*** LISTED RECORDS

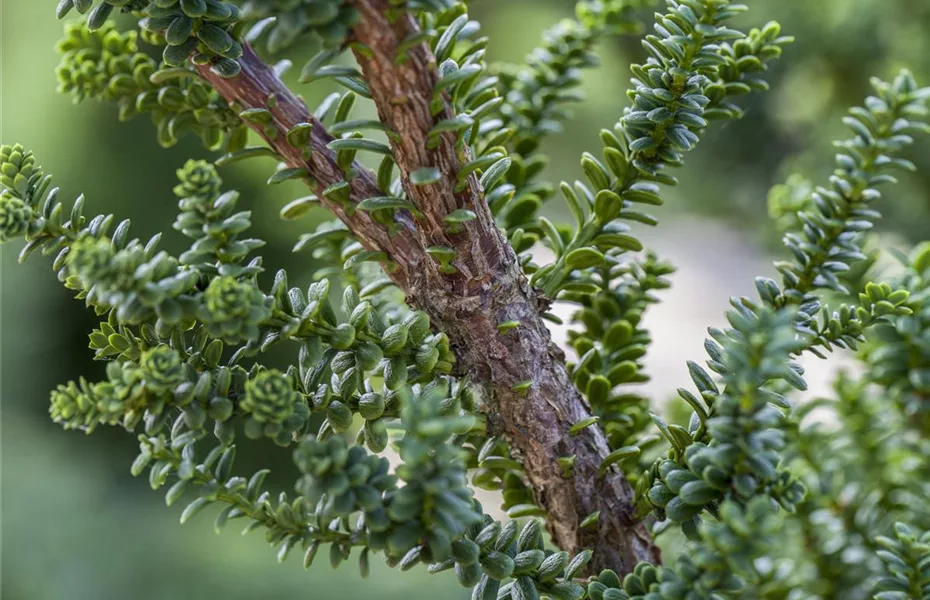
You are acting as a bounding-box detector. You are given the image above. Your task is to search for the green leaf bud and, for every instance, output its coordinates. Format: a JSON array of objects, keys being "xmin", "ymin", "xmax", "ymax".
[
  {"xmin": 139, "ymin": 345, "xmax": 186, "ymax": 393},
  {"xmin": 358, "ymin": 392, "xmax": 385, "ymax": 420},
  {"xmin": 201, "ymin": 276, "xmax": 271, "ymax": 343},
  {"xmin": 0, "ymin": 193, "xmax": 35, "ymax": 242},
  {"xmin": 174, "ymin": 159, "xmax": 222, "ymax": 201},
  {"xmin": 241, "ymin": 369, "xmax": 302, "ymax": 425}
]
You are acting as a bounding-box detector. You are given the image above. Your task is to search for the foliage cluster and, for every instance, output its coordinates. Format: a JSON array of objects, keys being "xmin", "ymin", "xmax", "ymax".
[{"xmin": 5, "ymin": 1, "xmax": 930, "ymax": 599}]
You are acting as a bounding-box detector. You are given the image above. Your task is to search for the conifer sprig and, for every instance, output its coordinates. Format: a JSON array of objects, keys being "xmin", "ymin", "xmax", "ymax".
[
  {"xmin": 529, "ymin": 10, "xmax": 792, "ymax": 298},
  {"xmin": 643, "ymin": 70, "xmax": 929, "ymax": 534},
  {"xmin": 56, "ymin": 22, "xmax": 244, "ymax": 149},
  {"xmin": 5, "ymin": 0, "xmax": 930, "ymax": 595},
  {"xmin": 587, "ymin": 496, "xmax": 781, "ymax": 600},
  {"xmin": 863, "ymin": 243, "xmax": 930, "ymax": 431},
  {"xmin": 566, "ymin": 253, "xmax": 675, "ymax": 458},
  {"xmin": 495, "ymin": 0, "xmax": 651, "ymax": 160},
  {"xmin": 873, "ymin": 523, "xmax": 930, "ymax": 600},
  {"xmin": 57, "ymin": 0, "xmax": 246, "ymax": 74},
  {"xmin": 772, "ymin": 71, "xmax": 930, "ymax": 303}
]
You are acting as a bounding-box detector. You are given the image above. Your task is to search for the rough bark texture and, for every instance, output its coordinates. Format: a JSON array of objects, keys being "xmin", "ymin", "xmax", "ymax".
[
  {"xmin": 198, "ymin": 45, "xmax": 423, "ymax": 290},
  {"xmin": 199, "ymin": 3, "xmax": 660, "ymax": 574}
]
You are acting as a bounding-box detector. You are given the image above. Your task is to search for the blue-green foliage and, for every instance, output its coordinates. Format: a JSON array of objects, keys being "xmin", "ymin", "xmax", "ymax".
[
  {"xmin": 240, "ymin": 0, "xmax": 358, "ymax": 54},
  {"xmin": 777, "ymin": 244, "xmax": 930, "ymax": 598},
  {"xmin": 497, "ymin": 0, "xmax": 651, "ymax": 159},
  {"xmin": 588, "ymin": 497, "xmax": 780, "ymax": 599},
  {"xmin": 646, "ymin": 307, "xmax": 808, "ymax": 530},
  {"xmin": 873, "ymin": 523, "xmax": 930, "ymax": 600},
  {"xmin": 58, "ymin": 0, "xmax": 244, "ymax": 74},
  {"xmin": 528, "ymin": 10, "xmax": 792, "ymax": 298},
  {"xmin": 5, "ymin": 0, "xmax": 930, "ymax": 599},
  {"xmin": 865, "ymin": 243, "xmax": 930, "ymax": 427},
  {"xmin": 634, "ymin": 69, "xmax": 930, "ymax": 599},
  {"xmin": 56, "ymin": 22, "xmax": 244, "ymax": 148}
]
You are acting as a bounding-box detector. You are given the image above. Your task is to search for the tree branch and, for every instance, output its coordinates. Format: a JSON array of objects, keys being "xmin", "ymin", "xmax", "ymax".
[
  {"xmin": 198, "ymin": 4, "xmax": 660, "ymax": 573},
  {"xmin": 197, "ymin": 45, "xmax": 426, "ymax": 291}
]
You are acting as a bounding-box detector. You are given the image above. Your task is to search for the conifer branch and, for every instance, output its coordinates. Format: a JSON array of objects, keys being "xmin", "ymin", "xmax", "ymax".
[
  {"xmin": 190, "ymin": 0, "xmax": 662, "ymax": 574},
  {"xmin": 195, "ymin": 43, "xmax": 427, "ymax": 291},
  {"xmin": 349, "ymin": 0, "xmax": 660, "ymax": 573},
  {"xmin": 8, "ymin": 2, "xmax": 930, "ymax": 598},
  {"xmin": 348, "ymin": 0, "xmax": 508, "ymax": 282}
]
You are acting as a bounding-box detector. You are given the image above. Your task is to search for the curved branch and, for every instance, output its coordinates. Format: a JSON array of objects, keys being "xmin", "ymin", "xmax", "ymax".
[
  {"xmin": 198, "ymin": 9, "xmax": 659, "ymax": 572},
  {"xmin": 197, "ymin": 45, "xmax": 426, "ymax": 291}
]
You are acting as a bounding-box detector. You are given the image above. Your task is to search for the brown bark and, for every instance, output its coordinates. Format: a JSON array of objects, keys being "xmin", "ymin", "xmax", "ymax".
[
  {"xmin": 198, "ymin": 44, "xmax": 424, "ymax": 290},
  {"xmin": 198, "ymin": 3, "xmax": 659, "ymax": 574}
]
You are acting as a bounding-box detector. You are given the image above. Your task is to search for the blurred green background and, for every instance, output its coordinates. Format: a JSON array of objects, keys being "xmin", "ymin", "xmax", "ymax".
[{"xmin": 2, "ymin": 1, "xmax": 929, "ymax": 598}]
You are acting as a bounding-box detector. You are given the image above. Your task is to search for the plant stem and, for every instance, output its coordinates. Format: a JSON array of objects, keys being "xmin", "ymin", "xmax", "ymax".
[{"xmin": 196, "ymin": 7, "xmax": 660, "ymax": 574}]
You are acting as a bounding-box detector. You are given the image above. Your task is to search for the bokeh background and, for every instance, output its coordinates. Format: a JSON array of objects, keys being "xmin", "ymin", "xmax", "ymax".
[{"xmin": 2, "ymin": 1, "xmax": 929, "ymax": 598}]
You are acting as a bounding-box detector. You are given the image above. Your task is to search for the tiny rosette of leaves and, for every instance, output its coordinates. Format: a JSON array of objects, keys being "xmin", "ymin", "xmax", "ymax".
[
  {"xmin": 199, "ymin": 275, "xmax": 272, "ymax": 343},
  {"xmin": 55, "ymin": 21, "xmax": 243, "ymax": 149},
  {"xmin": 55, "ymin": 0, "xmax": 245, "ymax": 76},
  {"xmin": 240, "ymin": 369, "xmax": 310, "ymax": 441},
  {"xmin": 0, "ymin": 146, "xmax": 42, "ymax": 240},
  {"xmin": 0, "ymin": 193, "xmax": 34, "ymax": 243},
  {"xmin": 0, "ymin": 144, "xmax": 43, "ymax": 229},
  {"xmin": 174, "ymin": 157, "xmax": 222, "ymax": 199}
]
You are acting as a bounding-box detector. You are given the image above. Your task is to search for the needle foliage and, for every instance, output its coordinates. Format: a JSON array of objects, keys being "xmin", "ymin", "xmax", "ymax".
[{"xmin": 4, "ymin": 1, "xmax": 930, "ymax": 599}]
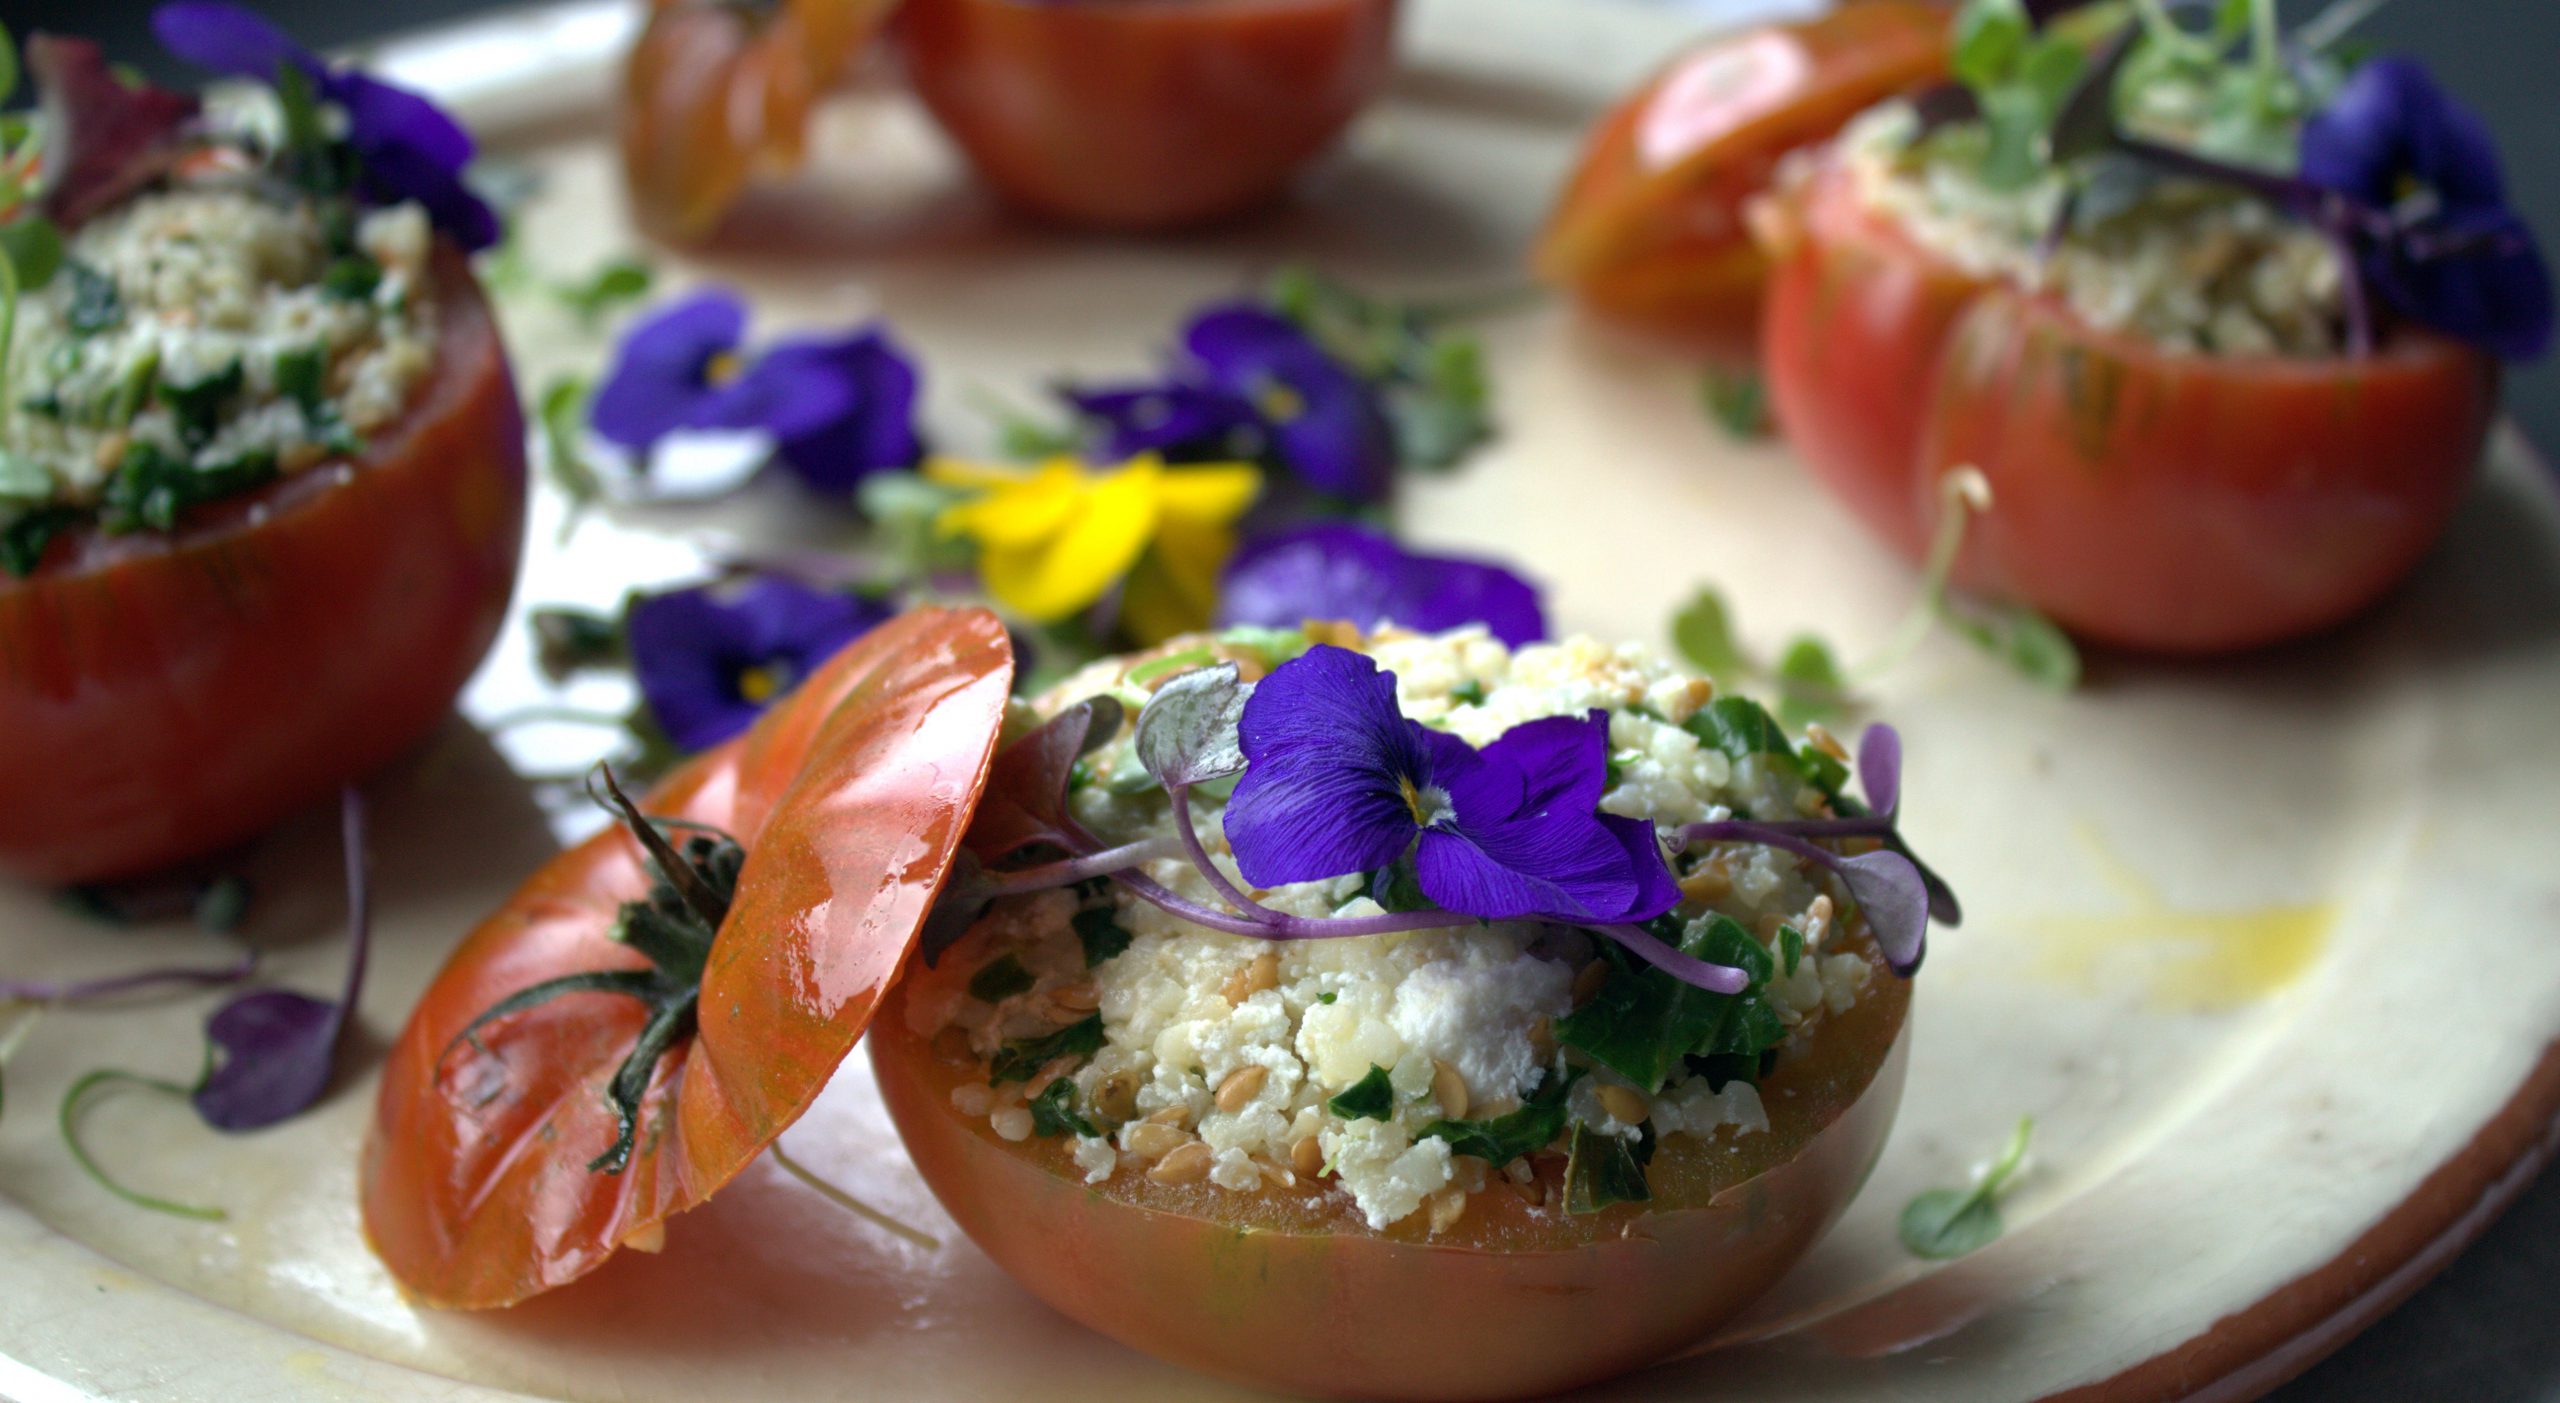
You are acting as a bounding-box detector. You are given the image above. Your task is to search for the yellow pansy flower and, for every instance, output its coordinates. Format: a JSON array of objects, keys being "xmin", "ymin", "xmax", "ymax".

******

WORK TO BE COMPLETED:
Output the listing above in full, exactly. No images.

FINISHED TASK:
You are acting as a bounding-box detector. You are given the image above. Your task is to search for the green leaf bud and, for every instance, output its coordinates. Format: a JSON array of objects, keys being "xmin", "ymin", "xmax", "ymax".
[
  {"xmin": 139, "ymin": 345, "xmax": 186, "ymax": 393},
  {"xmin": 358, "ymin": 392, "xmax": 385, "ymax": 420},
  {"xmin": 201, "ymin": 276, "xmax": 271, "ymax": 343},
  {"xmin": 0, "ymin": 193, "xmax": 35, "ymax": 242},
  {"xmin": 174, "ymin": 159, "xmax": 222, "ymax": 201},
  {"xmin": 241, "ymin": 369, "xmax": 302, "ymax": 425}
]
You are acting as a bounding-box detector. You are given the image above. Your task is to search for the foliage cluster and, for every instance, output its coordinates. Format: a JSON array of objects, keys being "xmin", "ymin", "xmax", "ymax".
[{"xmin": 5, "ymin": 1, "xmax": 930, "ymax": 599}]
You are acting as a bounding-box detector. You are given the image above. Your task is to search for the conifer sprig and, for every instance, output its coordinates. Format: a JSON array of objects, keys being "xmin", "ymin", "xmax", "ymax".
[
  {"xmin": 529, "ymin": 10, "xmax": 792, "ymax": 298},
  {"xmin": 643, "ymin": 70, "xmax": 929, "ymax": 534},
  {"xmin": 56, "ymin": 22, "xmax": 244, "ymax": 149},
  {"xmin": 5, "ymin": 0, "xmax": 930, "ymax": 595},
  {"xmin": 587, "ymin": 496, "xmax": 781, "ymax": 600},
  {"xmin": 863, "ymin": 243, "xmax": 930, "ymax": 431},
  {"xmin": 566, "ymin": 253, "xmax": 675, "ymax": 458},
  {"xmin": 495, "ymin": 0, "xmax": 651, "ymax": 160},
  {"xmin": 873, "ymin": 523, "xmax": 930, "ymax": 600},
  {"xmin": 57, "ymin": 0, "xmax": 246, "ymax": 74},
  {"xmin": 772, "ymin": 71, "xmax": 930, "ymax": 303}
]
You are acting as a bounding-box detector. You are given the image above. Your task is to search for the rough bark texture and, for every instance, output its coordinates. Format: a JSON array of objects, keys being "xmin", "ymin", "xmax", "ymax".
[
  {"xmin": 198, "ymin": 45, "xmax": 423, "ymax": 290},
  {"xmin": 199, "ymin": 3, "xmax": 660, "ymax": 574}
]
You are acting as a bounding-box detector. You are given the image above. Your task is to search for the blue-green foliage and, for every instance, output its coordinates. Format: a JSON array of objects, keys being "xmin", "ymin", "xmax", "ymax".
[
  {"xmin": 240, "ymin": 0, "xmax": 358, "ymax": 54},
  {"xmin": 777, "ymin": 244, "xmax": 930, "ymax": 598},
  {"xmin": 497, "ymin": 0, "xmax": 651, "ymax": 159},
  {"xmin": 588, "ymin": 497, "xmax": 780, "ymax": 599},
  {"xmin": 646, "ymin": 307, "xmax": 808, "ymax": 530},
  {"xmin": 873, "ymin": 523, "xmax": 930, "ymax": 600},
  {"xmin": 58, "ymin": 0, "xmax": 244, "ymax": 74},
  {"xmin": 528, "ymin": 10, "xmax": 792, "ymax": 298},
  {"xmin": 5, "ymin": 0, "xmax": 930, "ymax": 599},
  {"xmin": 865, "ymin": 243, "xmax": 930, "ymax": 427},
  {"xmin": 634, "ymin": 69, "xmax": 930, "ymax": 599},
  {"xmin": 56, "ymin": 22, "xmax": 244, "ymax": 148}
]
You are acting as a bounding-box detector. You are given the image above. Your task is to search for the tree branch and, for every instance, output its coordinates. Format: a JSON array of objects, keys being "xmin", "ymin", "xmax", "ymax".
[
  {"xmin": 198, "ymin": 4, "xmax": 660, "ymax": 573},
  {"xmin": 197, "ymin": 45, "xmax": 426, "ymax": 291}
]
You are acting as a bounding-box detector. You are given the image above. Your task is to search for the conifer branch and, for every instance, output its coordinates. Format: a JSON array of objects, keys being "xmin", "ymin", "xmax", "ymax".
[
  {"xmin": 190, "ymin": 0, "xmax": 662, "ymax": 574},
  {"xmin": 195, "ymin": 43, "xmax": 427, "ymax": 291},
  {"xmin": 349, "ymin": 0, "xmax": 660, "ymax": 573},
  {"xmin": 8, "ymin": 2, "xmax": 930, "ymax": 598},
  {"xmin": 348, "ymin": 0, "xmax": 508, "ymax": 282}
]
You are acting as a bounding-box detector. You are given the image above. Your task is to search for the curved branch and, for every instance, output its coordinates. Format: a JSON array of objects, keys being "xmin", "ymin", "xmax", "ymax".
[
  {"xmin": 198, "ymin": 9, "xmax": 659, "ymax": 572},
  {"xmin": 197, "ymin": 45, "xmax": 426, "ymax": 291}
]
You are acting as a bounding-box detector. You are given the image above. Your task is to search for the brown bark and, for every instance, output its coordinates. Format: a JSON array of objects, keys being "xmin", "ymin", "xmax", "ymax".
[
  {"xmin": 198, "ymin": 44, "xmax": 424, "ymax": 290},
  {"xmin": 198, "ymin": 3, "xmax": 659, "ymax": 574}
]
You are acting as a bounding-box detector. You are given the image above. Your task is to search for the blurred green background and, for every instance, output its coordinates. Format: a JSON array of objects, keys being "xmin", "ymin", "xmax", "ymax".
[{"xmin": 2, "ymin": 1, "xmax": 929, "ymax": 598}]
You are acting as a bounding-box detector. You are given the image above. Your task is to search for the plant stem and, for every instance, output its coordinates. Format: a JSON array of objects, keys being "xmin", "ymin", "xmax", "ymax".
[{"xmin": 196, "ymin": 7, "xmax": 660, "ymax": 574}]
You are acting as a bounding-box detector. You are given the image above. Your task is to search for the bokeh background and, for every instance, output its coordinates. Format: a JSON array of objects, keys being "xmin", "ymin", "xmax", "ymax".
[{"xmin": 2, "ymin": 1, "xmax": 929, "ymax": 598}]
You are acting as a bounding-box detector. You are given the image above. Your task is to search for the tiny rosette of leaves and, for every instance, output its coordinates. Format: a JSON array of objects, keys being "xmin", "ymin", "xmax", "ymax".
[
  {"xmin": 199, "ymin": 275, "xmax": 272, "ymax": 343},
  {"xmin": 55, "ymin": 21, "xmax": 243, "ymax": 149},
  {"xmin": 55, "ymin": 0, "xmax": 245, "ymax": 76},
  {"xmin": 240, "ymin": 369, "xmax": 310, "ymax": 441},
  {"xmin": 0, "ymin": 146, "xmax": 42, "ymax": 240},
  {"xmin": 0, "ymin": 193, "xmax": 34, "ymax": 243},
  {"xmin": 0, "ymin": 144, "xmax": 43, "ymax": 229},
  {"xmin": 174, "ymin": 157, "xmax": 222, "ymax": 199}
]
You are acting as a bounding-box detector. You are given the image above. Your task is to search for the needle foliage and, for every instance, output its coordinates. Format: a JSON array of objects, keys being "xmin", "ymin", "xmax", "ymax".
[{"xmin": 4, "ymin": 1, "xmax": 930, "ymax": 599}]
You are acting as a bounding-box detector. You are given the image above. Your task is to search for the yellow pansy flower and, for every instance, output its coordinates. Format: a JSON array of objects, keys being "xmin", "ymin", "xmax", "ymax".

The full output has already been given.